Work instruction | Write out the part of the shoulder pain text that opens with the words containing "This is usually" and closes with "(an ‘arc’ of pain).", switching "computer" to "laptop".

Document segment |
There are many different problems within the shoulder that can cause pain. These are the most common:
The shoulder has a wide range of movement and requires the joint to have sufficient movement at allow normal shoulder function. The downside to this flexible joint is that following trauma or after repeated shoulder movements (e.g. prolonged swimming, throwing a javelin or just poor posture for many years), it is possible to lose the control of shoulder movement and a catching pain on certain activities may be elicited. The shoulder still has its normal range of movement, but the patient complains of a ‘catching’ pain and /or ‘clicking’ in the shoulder. This abnormal movement of the shoulder can produce structural damage to the joint and if conservative treatment fails, surgery may be indicated.
Treatment is aimed at restoring the correct shoulder control around the joint (and surrounding joints) and addressing weakness of specific muscles within the shoulder that provides dynamic stability to the joint. Re-educating correct upper limb function is also important to prevent future problems and help the person manage their problem more effectively. Success is judged by returning you to your normal functional state, be that climbing to international standard or just being able to reach for objects ion a top shelf.
This is usually catching of a shoulder tendon or muscle as it passes through a narrow opening within the shoulder joint. The problem may be the result of trauma or, more commonly, repeated stress on the shoulder following poor posture in which the shoulder moves forward (or protracted) when sitting at a computer or desk. Symptoms are experienced as the arm is moved away from the body (abduction) and often worse at 80 to 100 degrees of movement (an ‘arc’ of pain).
Treatment restores the normal control of the shoulder and prevents the tendon ‘impinging’ on specific structures within the shoulder. This may include mobilising stiff joints, strengthening weakened muscles and re-educating faulty movement patterns in symptomatic directions.
Shoulders become stiff for many reasons and it is important to exclude the neck or thorax as a source of the problem. ‘Frozen shoulder’ is caused by tightening of the sac surrounding the shoulder (or capsule) and this condition is hard to manage and people can have symptoms for years. Fortunately, most stiff shoulder problems (including many diagnosed incorrectly as ‘frozen shoulder’) are easily treated by mobilising the shoulder and home stretching exercises. Incorrect shoulder movement during a specific activity, e.g. lifting at work or playing a specific racquet sport can cause structures in the shoulder to tighten and produce symptoms. Pain is usually encountered at the end of the available range, for example reaching to a high shelf or using a hairdryer.

Dataset entries |
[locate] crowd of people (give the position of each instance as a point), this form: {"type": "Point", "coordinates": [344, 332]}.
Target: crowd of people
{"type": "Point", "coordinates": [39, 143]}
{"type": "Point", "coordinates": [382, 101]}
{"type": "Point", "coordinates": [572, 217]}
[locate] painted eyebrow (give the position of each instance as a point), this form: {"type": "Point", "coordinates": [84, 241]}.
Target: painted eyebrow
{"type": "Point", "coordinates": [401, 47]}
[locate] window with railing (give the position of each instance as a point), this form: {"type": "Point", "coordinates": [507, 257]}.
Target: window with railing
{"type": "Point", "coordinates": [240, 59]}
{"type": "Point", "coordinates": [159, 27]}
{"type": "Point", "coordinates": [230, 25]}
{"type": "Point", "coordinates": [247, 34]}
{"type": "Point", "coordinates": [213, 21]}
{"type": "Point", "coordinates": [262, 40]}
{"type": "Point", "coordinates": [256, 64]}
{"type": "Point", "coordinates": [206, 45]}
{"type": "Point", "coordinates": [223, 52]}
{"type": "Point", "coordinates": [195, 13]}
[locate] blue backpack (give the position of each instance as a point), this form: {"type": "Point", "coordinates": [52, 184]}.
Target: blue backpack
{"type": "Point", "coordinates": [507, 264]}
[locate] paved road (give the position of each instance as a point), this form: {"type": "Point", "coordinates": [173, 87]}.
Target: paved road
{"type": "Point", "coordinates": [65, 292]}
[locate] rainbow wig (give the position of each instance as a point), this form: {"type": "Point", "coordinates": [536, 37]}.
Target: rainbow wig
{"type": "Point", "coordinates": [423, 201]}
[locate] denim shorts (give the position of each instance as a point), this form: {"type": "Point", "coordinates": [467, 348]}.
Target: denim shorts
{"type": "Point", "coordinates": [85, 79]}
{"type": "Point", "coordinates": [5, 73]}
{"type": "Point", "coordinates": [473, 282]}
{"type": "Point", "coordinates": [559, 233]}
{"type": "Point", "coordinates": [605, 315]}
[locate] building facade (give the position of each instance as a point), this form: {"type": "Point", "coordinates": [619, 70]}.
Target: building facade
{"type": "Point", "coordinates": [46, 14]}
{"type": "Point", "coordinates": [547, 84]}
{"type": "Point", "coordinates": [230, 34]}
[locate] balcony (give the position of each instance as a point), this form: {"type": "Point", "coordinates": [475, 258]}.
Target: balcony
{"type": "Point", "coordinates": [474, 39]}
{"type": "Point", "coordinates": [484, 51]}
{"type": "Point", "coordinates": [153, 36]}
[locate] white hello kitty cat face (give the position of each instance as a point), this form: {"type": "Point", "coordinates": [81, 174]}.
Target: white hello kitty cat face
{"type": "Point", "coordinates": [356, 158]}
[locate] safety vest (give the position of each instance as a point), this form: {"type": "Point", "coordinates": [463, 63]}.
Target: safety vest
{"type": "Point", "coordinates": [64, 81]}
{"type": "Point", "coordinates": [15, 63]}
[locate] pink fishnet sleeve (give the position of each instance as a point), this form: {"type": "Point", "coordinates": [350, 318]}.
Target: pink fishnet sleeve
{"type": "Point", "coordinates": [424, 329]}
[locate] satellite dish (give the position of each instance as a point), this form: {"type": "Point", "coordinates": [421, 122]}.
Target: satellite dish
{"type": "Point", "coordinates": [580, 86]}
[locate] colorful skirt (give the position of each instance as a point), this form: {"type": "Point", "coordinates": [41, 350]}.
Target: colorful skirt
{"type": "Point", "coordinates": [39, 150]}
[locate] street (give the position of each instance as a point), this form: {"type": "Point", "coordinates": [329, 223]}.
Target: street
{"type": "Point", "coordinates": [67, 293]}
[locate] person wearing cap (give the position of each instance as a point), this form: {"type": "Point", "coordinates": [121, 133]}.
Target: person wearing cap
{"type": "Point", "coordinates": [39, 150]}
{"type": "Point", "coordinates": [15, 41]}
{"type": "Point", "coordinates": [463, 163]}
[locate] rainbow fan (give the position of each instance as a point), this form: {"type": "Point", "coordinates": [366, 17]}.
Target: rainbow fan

Reply to the exercise |
This is usually catching of a shoulder tendon or muscle as it passes through a narrow opening within the shoulder joint. The problem may be the result of trauma or, more commonly, repeated stress on the shoulder following poor posture in which the shoulder moves forward (or protracted) when sitting at a laptop or desk. Symptoms are experienced as the arm is moved away from the body (abduction) and often worse at 80 to 100 degrees of movement (an ‘arc’ of pain).